Task item A:
Name every real-life actor mentioned in the Manorama Six Feet Under article.
Task item B:
According to the Manorama Six Feet Under article, on what date was the film released?
Task item C:
From the Manorama Six Feet Under article, output the passage that begins at the words "Manorama Six Feet Under is" and ends after the words "character's (Satyaveer) television.", copied word for word.

== Excerpt ==

Manorama Six Feet Under is a 2007 Indian thriller film directed and co-written by Navdeep Singh. The film features Abhay Deol, Raima Sen and  Gul Panag in the lead roles. The film released on 21 September 2007. It follows an amateur detective in a small sleepy town from Rajasthan who finds himself caught in a web of lies, deceit and murder. The movie is based on American neo-noir film, Chinatown (1974). The makers of Manorama Six Feet Under acknowledged the inspiration from the original by playing the sequence where Jack Nicholson's character gets his nose slashed on the main character's (Satyaveer) television.

Plot 

The film opens with a narrative about a nondescript town called Lakhot in Rajasthan, India. The narrator is Satyaveer Singh Randhawa, a down-on-his-luck public works engineer. He compares Lakhot – dry, desolate and despondent – to the general downturn in his own life. As he returns to his irritable and nagging wife Nimmi and their young son, we learn that Satyaveer has just been implicated in a small bribery scandal at work. Nimmi broods over how she wishes she had married a richer fellow. Satyaveer, an aspiring writer whose only novel Manorama sank without a trace, laments about how he had once wished to be famous but is now resigned to a banal and unremarkable existence.

They have an unusual visitor that night. A well dressed, affluent woman presents herself as Mrs. P. P. Rathore, the wife of the Irrigation Minister (and former Maharaja) P. P. Rathore (Kulbhushan Kharbanda). She says she is a big fan of Satyaveer's novel. Captivated by the ingenuity of the detective Raghu, the principal character of the novel, she hopes to secure Satyaveer's assistance in applying the same ingenuity to procure photographic evidence of her husband's affair. She pays him an advance and leaves.

===
== Supplied entries ==

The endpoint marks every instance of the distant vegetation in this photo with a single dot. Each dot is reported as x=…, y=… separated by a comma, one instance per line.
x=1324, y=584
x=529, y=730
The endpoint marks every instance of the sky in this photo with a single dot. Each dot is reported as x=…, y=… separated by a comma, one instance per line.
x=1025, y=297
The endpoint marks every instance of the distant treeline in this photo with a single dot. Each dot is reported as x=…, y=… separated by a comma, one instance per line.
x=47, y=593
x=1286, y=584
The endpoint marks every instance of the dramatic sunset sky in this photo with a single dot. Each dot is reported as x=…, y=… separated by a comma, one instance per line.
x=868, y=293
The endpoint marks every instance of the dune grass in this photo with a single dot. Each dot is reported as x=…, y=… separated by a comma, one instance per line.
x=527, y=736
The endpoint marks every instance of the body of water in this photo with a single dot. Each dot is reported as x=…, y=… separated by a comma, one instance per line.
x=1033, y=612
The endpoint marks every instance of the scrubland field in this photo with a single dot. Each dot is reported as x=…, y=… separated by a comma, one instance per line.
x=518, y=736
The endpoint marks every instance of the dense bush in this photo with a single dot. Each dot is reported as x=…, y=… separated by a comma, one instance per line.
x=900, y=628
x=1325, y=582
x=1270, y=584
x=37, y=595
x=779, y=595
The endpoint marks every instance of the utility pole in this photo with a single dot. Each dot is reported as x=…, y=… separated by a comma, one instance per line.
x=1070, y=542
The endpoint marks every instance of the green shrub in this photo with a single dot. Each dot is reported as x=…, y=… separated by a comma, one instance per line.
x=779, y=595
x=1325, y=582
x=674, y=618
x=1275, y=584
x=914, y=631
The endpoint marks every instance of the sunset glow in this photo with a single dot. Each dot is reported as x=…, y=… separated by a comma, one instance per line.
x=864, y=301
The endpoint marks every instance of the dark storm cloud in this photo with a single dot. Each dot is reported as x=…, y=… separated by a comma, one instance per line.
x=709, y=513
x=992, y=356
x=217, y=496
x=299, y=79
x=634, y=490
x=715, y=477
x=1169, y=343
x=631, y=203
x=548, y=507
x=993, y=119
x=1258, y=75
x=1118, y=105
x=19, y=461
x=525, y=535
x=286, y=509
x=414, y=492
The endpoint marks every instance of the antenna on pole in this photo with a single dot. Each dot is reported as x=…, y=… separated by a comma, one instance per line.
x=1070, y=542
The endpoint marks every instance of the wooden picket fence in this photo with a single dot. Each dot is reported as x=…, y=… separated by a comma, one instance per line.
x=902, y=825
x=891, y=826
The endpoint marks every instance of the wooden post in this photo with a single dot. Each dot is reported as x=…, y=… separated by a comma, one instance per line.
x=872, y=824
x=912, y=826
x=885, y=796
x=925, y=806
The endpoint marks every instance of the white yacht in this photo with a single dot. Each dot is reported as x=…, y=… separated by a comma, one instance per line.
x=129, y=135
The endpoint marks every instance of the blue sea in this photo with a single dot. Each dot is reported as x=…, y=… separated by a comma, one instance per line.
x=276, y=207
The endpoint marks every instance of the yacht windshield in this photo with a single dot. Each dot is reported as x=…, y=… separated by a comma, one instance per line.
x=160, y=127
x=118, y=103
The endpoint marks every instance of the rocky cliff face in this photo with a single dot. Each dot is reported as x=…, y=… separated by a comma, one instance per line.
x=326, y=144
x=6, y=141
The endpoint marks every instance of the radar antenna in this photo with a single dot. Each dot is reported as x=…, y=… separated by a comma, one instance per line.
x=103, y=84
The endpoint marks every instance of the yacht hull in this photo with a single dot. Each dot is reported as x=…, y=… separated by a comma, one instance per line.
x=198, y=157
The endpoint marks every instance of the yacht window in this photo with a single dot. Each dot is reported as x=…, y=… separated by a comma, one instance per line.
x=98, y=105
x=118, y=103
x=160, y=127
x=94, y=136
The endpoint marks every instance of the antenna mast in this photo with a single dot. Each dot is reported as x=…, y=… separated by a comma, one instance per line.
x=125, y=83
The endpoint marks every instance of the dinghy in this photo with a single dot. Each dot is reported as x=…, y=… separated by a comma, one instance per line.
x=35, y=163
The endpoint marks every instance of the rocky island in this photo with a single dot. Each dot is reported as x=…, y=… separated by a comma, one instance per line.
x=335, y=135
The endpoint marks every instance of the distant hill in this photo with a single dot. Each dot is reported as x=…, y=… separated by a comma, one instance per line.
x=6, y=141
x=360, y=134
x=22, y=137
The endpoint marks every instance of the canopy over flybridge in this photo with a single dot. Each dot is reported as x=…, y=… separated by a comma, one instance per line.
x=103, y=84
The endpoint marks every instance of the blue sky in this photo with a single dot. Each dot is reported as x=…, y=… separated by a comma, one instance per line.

===

Reply A:
Abhay Deol, Raima Sen, Gul Panag, Jack Nicholson, Kulbhushan Kharbanda

Reply B:
21 September 2007

Reply C:
Manorama Six Feet Under is a 2007 Indian thriller film directed and co-written by Navdeep Singh. The film features Abhay Deol, Raima Sen and  Gul Panag in the lead roles. The film released on 21 September 2007. It follows an amateur detective in a small sleepy town from Rajasthan who finds himself caught in a web of lies, deceit and murder. The movie is based on American neo-noir film, Chinatown (1974). The makers of Manorama Six Feet Under acknowledged the inspiration from the original by playing the sequence where Jack Nicholson's character gets his nose slashed on the main character's (Satyaveer) television.